INSTRUCTIONS FOR THE TASK: Tally the lines in the items below that contain the string "foot", treating uppercase and lowercase letters as distinct. Report only the resulting number.

::: MATERIALS PROVIDED

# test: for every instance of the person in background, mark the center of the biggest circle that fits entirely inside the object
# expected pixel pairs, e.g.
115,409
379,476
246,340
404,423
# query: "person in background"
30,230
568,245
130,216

::::::
::: MATERIALS PROVIDED

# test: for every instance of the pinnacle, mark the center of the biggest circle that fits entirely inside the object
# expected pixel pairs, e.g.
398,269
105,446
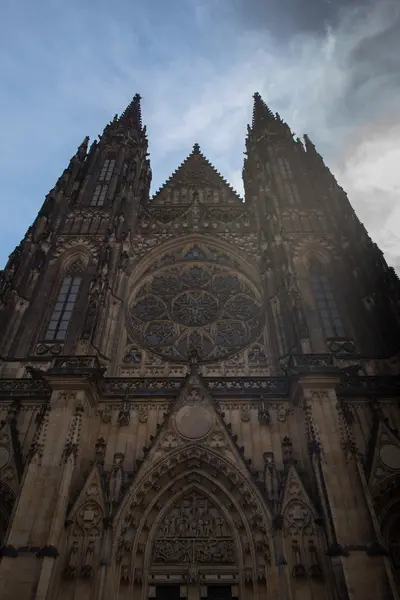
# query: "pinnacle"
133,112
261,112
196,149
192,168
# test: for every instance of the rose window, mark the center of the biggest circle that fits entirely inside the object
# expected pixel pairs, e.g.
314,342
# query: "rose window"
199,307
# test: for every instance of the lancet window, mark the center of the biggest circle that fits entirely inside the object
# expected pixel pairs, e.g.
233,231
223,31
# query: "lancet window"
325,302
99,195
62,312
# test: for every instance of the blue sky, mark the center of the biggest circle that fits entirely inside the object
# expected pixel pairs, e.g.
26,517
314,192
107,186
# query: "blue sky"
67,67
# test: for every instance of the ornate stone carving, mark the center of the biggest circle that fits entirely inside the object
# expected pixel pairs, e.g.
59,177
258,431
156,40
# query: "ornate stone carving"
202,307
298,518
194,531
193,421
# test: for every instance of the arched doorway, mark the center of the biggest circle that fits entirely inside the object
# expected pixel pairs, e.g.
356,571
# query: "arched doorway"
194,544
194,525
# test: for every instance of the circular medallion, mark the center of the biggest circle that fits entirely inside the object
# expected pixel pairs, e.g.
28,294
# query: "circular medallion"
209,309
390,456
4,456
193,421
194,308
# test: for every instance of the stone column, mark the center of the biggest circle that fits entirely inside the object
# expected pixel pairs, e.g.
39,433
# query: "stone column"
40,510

::::::
::: MATERIALS PROVIDED

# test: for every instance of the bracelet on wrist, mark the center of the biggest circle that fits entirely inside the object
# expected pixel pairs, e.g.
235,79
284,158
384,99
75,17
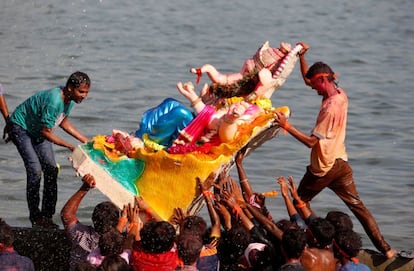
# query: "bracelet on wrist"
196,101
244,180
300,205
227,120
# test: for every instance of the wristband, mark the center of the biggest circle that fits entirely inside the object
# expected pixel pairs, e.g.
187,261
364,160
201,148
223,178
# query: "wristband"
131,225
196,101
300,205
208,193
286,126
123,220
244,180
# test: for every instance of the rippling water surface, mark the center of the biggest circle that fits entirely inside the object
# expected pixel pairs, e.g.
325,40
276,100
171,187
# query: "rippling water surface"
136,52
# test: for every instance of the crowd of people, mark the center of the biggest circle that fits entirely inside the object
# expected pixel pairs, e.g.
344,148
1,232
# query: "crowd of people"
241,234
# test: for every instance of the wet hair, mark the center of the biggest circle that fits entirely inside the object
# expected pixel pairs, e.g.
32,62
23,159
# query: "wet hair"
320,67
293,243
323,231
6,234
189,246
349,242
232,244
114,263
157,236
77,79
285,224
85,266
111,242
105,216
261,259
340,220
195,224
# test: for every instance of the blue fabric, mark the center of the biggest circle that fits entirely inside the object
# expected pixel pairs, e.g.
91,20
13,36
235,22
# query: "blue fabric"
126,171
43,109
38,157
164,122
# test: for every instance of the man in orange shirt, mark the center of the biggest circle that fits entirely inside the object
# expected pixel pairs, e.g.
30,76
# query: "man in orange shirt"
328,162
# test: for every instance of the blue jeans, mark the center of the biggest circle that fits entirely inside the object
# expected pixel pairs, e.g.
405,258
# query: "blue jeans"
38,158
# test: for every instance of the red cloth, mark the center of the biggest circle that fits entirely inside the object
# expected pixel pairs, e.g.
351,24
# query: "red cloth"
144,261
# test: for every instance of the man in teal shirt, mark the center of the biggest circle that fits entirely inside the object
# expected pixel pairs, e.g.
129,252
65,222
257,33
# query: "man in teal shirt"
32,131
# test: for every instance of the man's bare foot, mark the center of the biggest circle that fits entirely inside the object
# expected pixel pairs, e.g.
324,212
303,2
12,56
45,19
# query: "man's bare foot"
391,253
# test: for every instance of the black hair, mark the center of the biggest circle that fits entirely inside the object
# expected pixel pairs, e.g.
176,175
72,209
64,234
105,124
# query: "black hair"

::::::

RESULT: 2